Task item:
Answer these three questions from the essay:
1. What was the amount of the last child support check?
2. What do the writer and the teenage girls sometimes bake after school?
3. How old was the writer when she was pregnant and the older women in the neighborhood told her she could still be anything she wanted?

Selected passage:
Give Me Just One Good Reason
by Mary DuChene
Many days I get home from work and class at 3 p.m. and realize I haven’t had a chance to eat or pee since 7:30 in the morning. I pick up the mail and sometimes, if I am lucky, there’s a child support check. The last one was for $184.63. The check stub helpfully informs me that the non-custodial parent now owes me $8,807.29. Every time I open one, I fight the urge to send it back. Pride is nice, but we need the money. My family is in the home stretch, we’re almost there, but still. Right now we need the money.
Sometimes I look at the years ahead of me before I graduate and I just quake. How will I do it? Why am I doing it?
Getting to the point where, no matter what happens, we never have to depend on sporadic child support checks is one good reason I don’t quit.
After school, the teenage girls start appearing on my doorstep. Sometimes we bake zucchini bread and listen to music. They tell me all their secrets. Their home lives are pretty bleak. Parents who work long hours and still can’t pay the bills, parents whose addictions are more important than their children, parents who are too tired at the end of the day to spend time with the girls. They get most of their clothes from the free box at the center. Their parents party with the neighborhood kids. Oh yeah, plus all the usual teen-age self-doubt, feelings of un-prettyness, and pressure to be like the girls in the magazines.
It all makes for a pretty hard adolescence.
In my neighborhood, many girls survive abuse and neglect, sexual assault, poverty and violence during their teen years. A lot of them end their teen years with a baby on their hip. When I was a pregnant 19 year old, the older women in this neighborhood told me I could still be anything I wanted. They told me never to let society’s opinion of me as a young mama change my plans and goals. They knew how hard it was to resist, because their lives were narrowed by what was expected of them. But now a woman can resist, and they support me and my family as we do what needs to be done.

Data for analysis:
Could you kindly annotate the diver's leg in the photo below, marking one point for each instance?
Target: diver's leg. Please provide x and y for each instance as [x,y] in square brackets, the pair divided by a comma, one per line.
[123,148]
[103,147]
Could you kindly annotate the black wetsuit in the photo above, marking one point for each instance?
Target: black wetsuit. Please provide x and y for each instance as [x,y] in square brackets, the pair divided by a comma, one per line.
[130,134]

* * *

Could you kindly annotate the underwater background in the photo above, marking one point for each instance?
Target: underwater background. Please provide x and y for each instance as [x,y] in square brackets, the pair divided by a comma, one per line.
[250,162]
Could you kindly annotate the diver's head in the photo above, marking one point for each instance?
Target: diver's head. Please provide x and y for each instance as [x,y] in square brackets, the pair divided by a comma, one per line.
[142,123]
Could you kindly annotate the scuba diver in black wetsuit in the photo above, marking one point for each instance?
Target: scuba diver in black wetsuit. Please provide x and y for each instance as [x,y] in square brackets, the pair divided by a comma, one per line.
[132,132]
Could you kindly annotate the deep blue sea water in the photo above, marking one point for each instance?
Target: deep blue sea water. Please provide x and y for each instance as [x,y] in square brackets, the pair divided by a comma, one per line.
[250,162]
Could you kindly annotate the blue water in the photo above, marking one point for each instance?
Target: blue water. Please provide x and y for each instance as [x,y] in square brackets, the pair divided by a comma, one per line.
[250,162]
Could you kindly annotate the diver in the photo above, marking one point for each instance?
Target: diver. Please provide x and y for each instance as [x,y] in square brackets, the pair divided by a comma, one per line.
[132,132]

...

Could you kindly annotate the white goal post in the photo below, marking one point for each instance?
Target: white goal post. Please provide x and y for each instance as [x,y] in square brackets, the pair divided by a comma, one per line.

Task result:
1. $184.63
2. Zucchini bread
3. 19